**Directive A:** Copy out the album reviews word for word, in full.

**Reading passage:**
***

He didn't have Elvis Costello's way with words, or Graham Parker's blue-eyed-soul-man style. But Joe Jackson's debut showed that he could match his rival angry young Brits where it counted: song-for-song. Look Sharp! is a near-perfect short, sharp New Wave-pop album, toggling from wiry punk ("Got the Time") to witty ballads ("Is She Really Going Out with Him?"), from social commentary ("Sunday Papers") to bruised romance ("One More Time"). Secret weapon: Jackson's ferocious little four-piece band, especially bassist Graham Maby, who nearly steals the show.
London/Mo Wax, 1996
Unlikely DJ savior Josh Davis nearly did for the turntable what Hendrix did for the guitar – bringing vibrant technical brilliance, wild beauty and multifaceted musical texture to an instrument some rock Luddites still didn't even consider to be an instrument at all. He came out of the Mo Wax trip-hop scene but tracks like "Permanent Slump" and "Changeling" had more in common with the spaced psychedelic rock explorations than they did with whatever DJ Krush was up to. But the rich, crackling beats themselves – culled from countless records discovered over a lifetime of crate digging – reminded everyone what was fun and free about hip-hop.
The artist herself would later dismiss the post-disco pop on her debut as "the aerobics album." But it didn't just succeed in introducing the most important female voice in the history of modern music, it's also aged much better sonically than Like A Virgin, her blockbuster 1984 follow-up. Loaded with hits like "Borderline" and "Holiday" (the latter produced by her then-boyfriend, John "Jellybean" Benitez) and the great communal anthem "Everybody," it put downtown New York electro grooves all over the Top 40. Fun fact: it also works great as aerobics music.

***

**Material provided:**
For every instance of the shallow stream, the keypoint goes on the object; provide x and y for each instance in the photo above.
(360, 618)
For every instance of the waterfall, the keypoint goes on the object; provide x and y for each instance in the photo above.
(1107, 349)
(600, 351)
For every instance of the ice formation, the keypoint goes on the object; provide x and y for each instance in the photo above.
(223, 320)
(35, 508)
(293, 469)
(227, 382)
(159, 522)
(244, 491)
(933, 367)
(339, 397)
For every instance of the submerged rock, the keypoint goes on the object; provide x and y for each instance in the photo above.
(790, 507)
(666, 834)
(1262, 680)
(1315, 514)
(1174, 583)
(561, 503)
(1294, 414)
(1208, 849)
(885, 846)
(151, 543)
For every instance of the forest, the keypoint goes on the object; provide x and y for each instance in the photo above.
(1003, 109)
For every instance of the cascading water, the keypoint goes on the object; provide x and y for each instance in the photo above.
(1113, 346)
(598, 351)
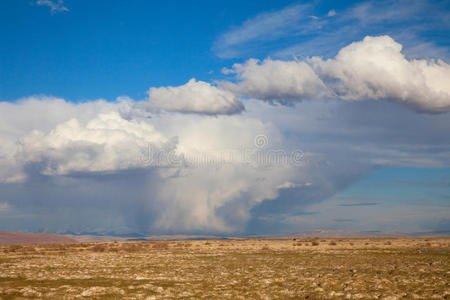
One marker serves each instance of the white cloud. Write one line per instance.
(276, 81)
(194, 97)
(106, 143)
(373, 68)
(54, 6)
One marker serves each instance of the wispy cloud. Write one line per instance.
(359, 204)
(55, 7)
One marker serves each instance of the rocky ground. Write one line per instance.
(374, 268)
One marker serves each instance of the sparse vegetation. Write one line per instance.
(228, 269)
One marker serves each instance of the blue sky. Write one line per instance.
(99, 49)
(360, 88)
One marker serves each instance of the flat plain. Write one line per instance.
(313, 268)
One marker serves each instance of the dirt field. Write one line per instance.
(372, 268)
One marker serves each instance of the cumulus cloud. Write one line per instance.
(373, 68)
(93, 140)
(106, 143)
(284, 82)
(194, 97)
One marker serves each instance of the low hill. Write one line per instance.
(7, 237)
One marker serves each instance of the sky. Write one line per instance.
(224, 117)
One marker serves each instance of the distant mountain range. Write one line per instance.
(7, 237)
(37, 238)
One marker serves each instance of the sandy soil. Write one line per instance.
(372, 268)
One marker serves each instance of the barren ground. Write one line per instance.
(363, 268)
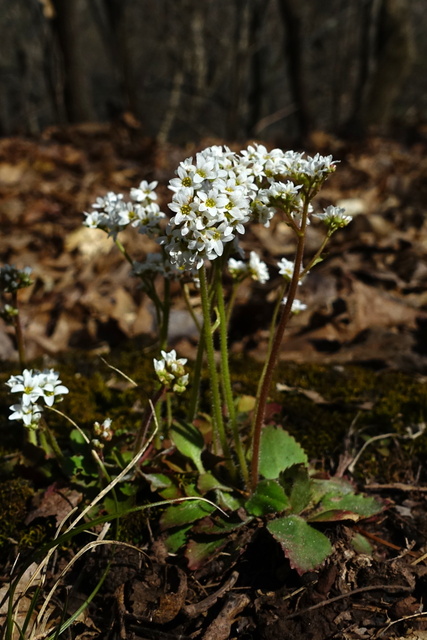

***

**Directive B:** Rewrite everything from the line containing "One marker serves each instance of the sparse" down to the last line of the entries as a numbered list, with no blank lines and no pictures.

**Expected output A:**
He didn't have Elvis Costello's way with words, or Graham Parker's blue-eyed-soul-man style. But Joe Jackson's debut showed that he could match his rival angry young Brits where it counted: song-for-song. Look Sharp! is a near-perfect short, sharp New Wave-pop album, toggling from wiry punk ("Got the Time") to witty ballads ("Is She Really Going Out with Him?"), from social commentary ("Sunday Papers") to bruised romance ("One More Time"). Secret weapon: Jackson's ferocious little four-piece band, especially bassist Graham Maby, who nearly steals the show.
London/Mo Wax, 1996
Unlikely DJ savior Josh Davis nearly did for the turntable what Hendrix did for the guitar – bringing vibrant technical brilliance, wild beauty and multifaceted musical texture to an instrument some rock Luddites still didn't even consider to be an instrument at all. He came out of the Mo Wax trip-hop scene but tracks like "Permanent Slump" and "Changeling" had more in common with the spaced psychedelic rock explorations than they did with whatever DJ Krush was up to. But the rich, crackling beats themselves – culled from countless records discovered over a lifetime of crate digging – reminded everyone what was fun and free about hip-hop.
The artist herself would later dismiss the post-disco pop on her debut as "the aerobics album." But it didn't just succeed in introducing the most important female voice in the history of modern music, it's also aged much better sonically than Like A Virgin, her blockbuster 1984 follow-up. Loaded with hits like "Borderline" and "Holiday" (the latter produced by her then-boyfriend, John "Jellybean" Benitez) and the great communal anthem "Everybody," it put downtown New York electro grooves all over the Top 40. Fun fact: it also works great as aerobics music.

**Expected output B:**
1. One marker serves each instance of the sparse vegetation. Write one line per instance.
2. (228, 269)
3. One marker serves each instance of the blue sky. Write one line per instance.
4. (99, 49)
5. (360, 88)
6. One marker serves each instance of the flat plain. Write one line per instance.
7. (313, 268)
8. One marker serves each instance of the dirt field. Write one line per instance.
9. (372, 268)
10. One marker serves each instance of the cumulus cloud. Write one line per instance.
11. (373, 68)
12. (93, 140)
13. (106, 143)
14. (284, 82)
15. (194, 97)
16. One marker serves each instance of the low hill. Write one line per instance.
17. (7, 237)
18. One marker serves each instance of the sky. Write one line per instance.
19. (224, 117)
20. One marker serves each instance of the distant mountain range. Write one line per instance.
21. (7, 237)
22. (37, 238)
23. One marker serves each instance of the sandy soil. Write one line per instance.
24. (372, 268)
25. One marker serves each instance of the barren ground. Write one line per instance.
26. (363, 268)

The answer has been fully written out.